# OBJECTIVE:
Find every line in the rows below that contains the word "center", matching case exactly, and copy each of those lines in full.
** start of STORED RECORDS **
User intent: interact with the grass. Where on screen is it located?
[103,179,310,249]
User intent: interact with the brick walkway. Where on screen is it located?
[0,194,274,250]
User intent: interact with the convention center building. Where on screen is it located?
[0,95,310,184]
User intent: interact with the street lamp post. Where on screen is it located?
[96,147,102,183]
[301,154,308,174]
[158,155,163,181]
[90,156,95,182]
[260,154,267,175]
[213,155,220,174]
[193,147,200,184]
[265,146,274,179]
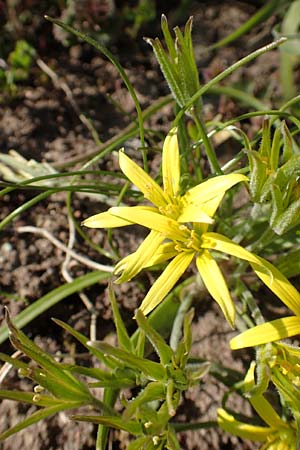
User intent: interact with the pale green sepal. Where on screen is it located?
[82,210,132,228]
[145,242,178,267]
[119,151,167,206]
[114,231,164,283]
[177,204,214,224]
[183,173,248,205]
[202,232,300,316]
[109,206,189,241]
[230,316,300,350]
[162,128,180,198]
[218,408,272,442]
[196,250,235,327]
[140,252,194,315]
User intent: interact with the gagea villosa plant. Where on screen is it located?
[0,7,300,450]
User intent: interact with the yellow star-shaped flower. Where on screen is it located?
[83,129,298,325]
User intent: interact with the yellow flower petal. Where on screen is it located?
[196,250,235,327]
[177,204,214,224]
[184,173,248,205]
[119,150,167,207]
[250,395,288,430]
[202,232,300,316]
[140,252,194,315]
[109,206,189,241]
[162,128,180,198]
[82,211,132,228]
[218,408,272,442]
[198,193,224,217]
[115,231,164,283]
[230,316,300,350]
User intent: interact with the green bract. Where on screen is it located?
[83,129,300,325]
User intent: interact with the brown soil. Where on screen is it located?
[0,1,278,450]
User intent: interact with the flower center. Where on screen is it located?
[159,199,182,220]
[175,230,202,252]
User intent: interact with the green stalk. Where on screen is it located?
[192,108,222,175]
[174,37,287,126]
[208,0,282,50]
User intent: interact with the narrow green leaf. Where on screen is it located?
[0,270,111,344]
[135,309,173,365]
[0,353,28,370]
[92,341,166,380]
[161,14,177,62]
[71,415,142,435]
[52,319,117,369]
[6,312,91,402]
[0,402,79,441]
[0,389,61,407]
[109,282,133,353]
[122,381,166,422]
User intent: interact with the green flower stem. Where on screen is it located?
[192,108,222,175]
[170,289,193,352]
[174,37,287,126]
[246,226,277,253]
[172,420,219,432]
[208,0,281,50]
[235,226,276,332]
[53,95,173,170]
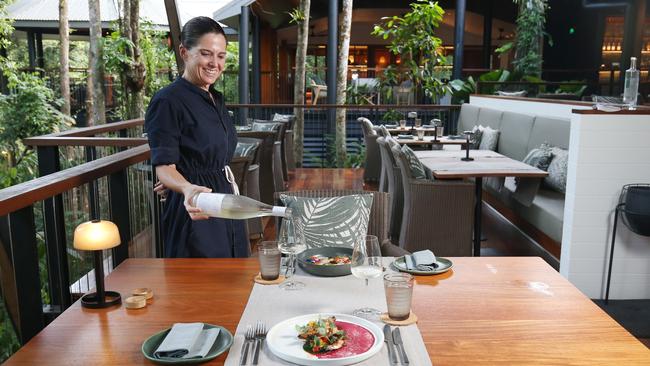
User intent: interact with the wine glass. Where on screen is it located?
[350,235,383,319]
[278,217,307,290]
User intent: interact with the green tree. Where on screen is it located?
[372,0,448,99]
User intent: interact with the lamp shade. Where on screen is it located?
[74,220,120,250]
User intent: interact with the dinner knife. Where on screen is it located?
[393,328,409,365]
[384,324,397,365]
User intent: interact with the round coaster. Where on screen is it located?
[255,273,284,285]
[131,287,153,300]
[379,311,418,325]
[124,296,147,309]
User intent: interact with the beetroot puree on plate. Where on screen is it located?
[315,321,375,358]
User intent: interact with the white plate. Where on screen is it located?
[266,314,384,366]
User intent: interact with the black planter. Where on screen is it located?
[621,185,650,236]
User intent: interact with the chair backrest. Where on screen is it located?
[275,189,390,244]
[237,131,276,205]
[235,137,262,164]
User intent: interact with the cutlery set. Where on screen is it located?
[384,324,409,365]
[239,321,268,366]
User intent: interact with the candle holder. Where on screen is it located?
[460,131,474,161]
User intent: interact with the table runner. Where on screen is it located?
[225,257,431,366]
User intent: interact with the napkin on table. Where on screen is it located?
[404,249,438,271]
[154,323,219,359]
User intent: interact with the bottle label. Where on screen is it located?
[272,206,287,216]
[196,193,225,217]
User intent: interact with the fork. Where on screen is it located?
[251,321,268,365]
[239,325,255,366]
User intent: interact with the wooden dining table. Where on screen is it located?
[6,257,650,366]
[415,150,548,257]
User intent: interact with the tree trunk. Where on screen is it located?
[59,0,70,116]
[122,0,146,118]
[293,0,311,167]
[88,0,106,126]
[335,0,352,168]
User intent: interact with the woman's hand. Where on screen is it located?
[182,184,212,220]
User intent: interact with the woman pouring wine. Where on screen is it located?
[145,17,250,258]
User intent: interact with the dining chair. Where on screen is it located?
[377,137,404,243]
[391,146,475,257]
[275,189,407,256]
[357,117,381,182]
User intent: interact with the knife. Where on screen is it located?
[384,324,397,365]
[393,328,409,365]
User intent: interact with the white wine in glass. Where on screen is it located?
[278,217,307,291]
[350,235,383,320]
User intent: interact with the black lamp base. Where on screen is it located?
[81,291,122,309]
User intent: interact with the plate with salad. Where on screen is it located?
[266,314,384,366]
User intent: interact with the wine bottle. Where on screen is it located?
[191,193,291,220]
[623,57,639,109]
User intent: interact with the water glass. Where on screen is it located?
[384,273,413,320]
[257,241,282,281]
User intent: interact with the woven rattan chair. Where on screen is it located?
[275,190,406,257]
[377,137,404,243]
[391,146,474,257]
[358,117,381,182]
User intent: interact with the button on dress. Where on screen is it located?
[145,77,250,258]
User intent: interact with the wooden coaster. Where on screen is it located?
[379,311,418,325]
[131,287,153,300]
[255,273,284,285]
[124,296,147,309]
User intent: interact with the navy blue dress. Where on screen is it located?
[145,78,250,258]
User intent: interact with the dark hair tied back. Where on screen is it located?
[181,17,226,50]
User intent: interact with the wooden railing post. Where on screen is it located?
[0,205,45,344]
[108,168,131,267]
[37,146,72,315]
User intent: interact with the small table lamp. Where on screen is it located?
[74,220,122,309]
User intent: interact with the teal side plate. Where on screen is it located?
** end of STORED RECORDS **
# TASK RESULT:
User intent: interact with the convention center building. Where on screen is it located?
User intent: interact with the flower center. Where on screen is it located?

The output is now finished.